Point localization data
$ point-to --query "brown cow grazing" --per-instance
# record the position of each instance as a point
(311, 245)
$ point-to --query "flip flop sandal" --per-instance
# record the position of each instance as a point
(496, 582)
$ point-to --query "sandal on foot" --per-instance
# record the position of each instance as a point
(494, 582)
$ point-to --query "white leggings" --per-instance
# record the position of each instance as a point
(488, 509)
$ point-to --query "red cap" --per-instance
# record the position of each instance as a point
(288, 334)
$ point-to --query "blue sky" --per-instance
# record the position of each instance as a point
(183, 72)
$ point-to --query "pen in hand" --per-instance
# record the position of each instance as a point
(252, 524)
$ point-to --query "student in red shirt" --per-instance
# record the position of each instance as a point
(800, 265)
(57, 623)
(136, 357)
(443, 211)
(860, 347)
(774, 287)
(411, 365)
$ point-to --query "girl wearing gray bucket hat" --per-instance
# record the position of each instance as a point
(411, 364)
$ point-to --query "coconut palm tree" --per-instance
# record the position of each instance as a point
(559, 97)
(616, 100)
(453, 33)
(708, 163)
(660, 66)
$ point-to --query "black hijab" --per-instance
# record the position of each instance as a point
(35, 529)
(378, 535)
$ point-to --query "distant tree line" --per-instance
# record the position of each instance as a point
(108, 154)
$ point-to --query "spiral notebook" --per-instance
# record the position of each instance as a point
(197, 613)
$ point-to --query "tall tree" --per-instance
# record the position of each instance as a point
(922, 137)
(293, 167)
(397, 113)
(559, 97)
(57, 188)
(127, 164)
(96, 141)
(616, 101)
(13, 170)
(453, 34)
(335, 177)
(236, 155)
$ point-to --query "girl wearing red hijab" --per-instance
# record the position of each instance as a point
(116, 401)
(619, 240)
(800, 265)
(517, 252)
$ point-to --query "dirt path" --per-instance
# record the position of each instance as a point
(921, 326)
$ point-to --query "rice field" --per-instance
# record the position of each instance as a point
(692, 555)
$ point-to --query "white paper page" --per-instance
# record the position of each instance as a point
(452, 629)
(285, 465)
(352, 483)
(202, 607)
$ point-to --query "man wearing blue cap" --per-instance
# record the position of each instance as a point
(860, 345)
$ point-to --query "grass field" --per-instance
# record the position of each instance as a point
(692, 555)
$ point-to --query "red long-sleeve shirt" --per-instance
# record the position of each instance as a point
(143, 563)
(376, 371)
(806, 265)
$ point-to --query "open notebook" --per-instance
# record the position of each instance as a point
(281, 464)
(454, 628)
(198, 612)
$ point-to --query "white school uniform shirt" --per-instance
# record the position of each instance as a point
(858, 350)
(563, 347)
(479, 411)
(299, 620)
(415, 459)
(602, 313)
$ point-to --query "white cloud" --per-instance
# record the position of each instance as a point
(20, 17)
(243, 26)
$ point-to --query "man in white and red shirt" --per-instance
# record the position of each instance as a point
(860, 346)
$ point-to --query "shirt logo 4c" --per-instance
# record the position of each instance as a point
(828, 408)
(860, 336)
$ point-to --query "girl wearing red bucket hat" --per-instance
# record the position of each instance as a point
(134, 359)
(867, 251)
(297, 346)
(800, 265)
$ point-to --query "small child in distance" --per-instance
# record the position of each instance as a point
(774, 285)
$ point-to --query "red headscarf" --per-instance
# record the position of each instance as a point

TO DO:
Copy the data above in full, exactly as it reads.

ANSWER SPACE:
$ point-to --query "brown cow grazing" --per-instance
# record the position of each instance as a point
(311, 245)
$ point-to --query "flip flop sandal" --per-instance
# record the position of each instance as a point
(496, 582)
$ point-to --query "sandal on foot" --per-instance
# record the position of each instance as a point
(494, 582)
$ point-to --query "white leggings" --per-instance
# record the position of each instance as a point
(488, 509)
$ point-to --query "red cap" --per-instance
# record the position of each instance as a point
(288, 334)
$ point-to --query "blue sky" --per-instance
# record the position of each instance as a point
(183, 72)
$ point-to --query "pen in hand" --per-instance
# record the position of each instance as a point
(252, 524)
$ point-to --query "student in red shirt" --per-instance
# record the position of each instance as a point
(800, 265)
(57, 623)
(136, 357)
(443, 211)
(860, 347)
(774, 287)
(411, 365)
$ point-to --query "girl wearing gray bucket hat" --per-instance
# record the position of each instance as a point
(411, 364)
$ point-to --query "coconut palm tree" --per-instance
# record the position of each instance as a point
(559, 97)
(616, 100)
(453, 33)
(708, 163)
(660, 66)
$ point-to --query "black hijab" --per-instance
# record the position of each instance as a point
(35, 529)
(378, 535)
$ point-to --query "distant tree line" --per-instance
# record the position of each instance as a point
(108, 154)
$ point-to --query "spiral notebook" --per-instance
# record the position of each instance as a point
(197, 613)
$ point-to --query "tall tree" --per-instance
# record the position of each instance as a point
(922, 137)
(293, 167)
(397, 113)
(559, 97)
(57, 188)
(127, 164)
(96, 141)
(616, 101)
(13, 170)
(453, 34)
(335, 177)
(236, 155)
$ point-to --query "girl wearing red hijab" --per-instance
# record the position of each instance as a point
(116, 401)
(619, 240)
(800, 265)
(517, 252)
$ point-to --query "dirt path" --per-instance
# record the position of each instance as a point
(921, 326)
$ point-to --query "rice field" --per-instance
# record the position of each instance as a point
(692, 555)
$ point-to --query "white paper page" --per-instance
# record the position of each instance as a point
(452, 629)
(285, 465)
(352, 483)
(202, 607)
$ point-to --query "man wearing blue cap" --per-instance
# record the position of each instance as a point
(860, 345)
$ point-to --query "grass field" --per-instance
# record the position of each instance as a point
(692, 555)
$ point-to --query "red long-sleeve shirt" --per-instance
# record the position of each instance as a point
(143, 563)
(376, 371)
(806, 265)
$ point-to --query "open notebook" --per-instance
# record the position of each instance as a point
(281, 464)
(454, 628)
(198, 612)
$ point-to --query "white school uniform shirt" --per-instance
# record the position of each instance as a point
(858, 350)
(563, 347)
(479, 411)
(299, 620)
(415, 459)
(602, 313)
$ point-to --query "white cloud" --per-instance
# record the position of each instance as a point
(20, 17)
(243, 26)
$ point-to --query "man in white and red shirt" --per-instance
# record the position of each instance as a point
(860, 346)
$ point-to --query "shirt logo 4c" --per-instance
# record the position of each instance as a point
(828, 408)
(860, 336)
$ point-to --query "girl wearing red bucket hat" --per-instance
# record the position of each instance as a point
(134, 359)
(867, 251)
(297, 346)
(800, 265)
$ point-to --query "small child in distance" --per-instance
# record the position of each instance as a point
(774, 285)
$ point-to --query "red headscarf" --per-instance
# record the position of each instance as a point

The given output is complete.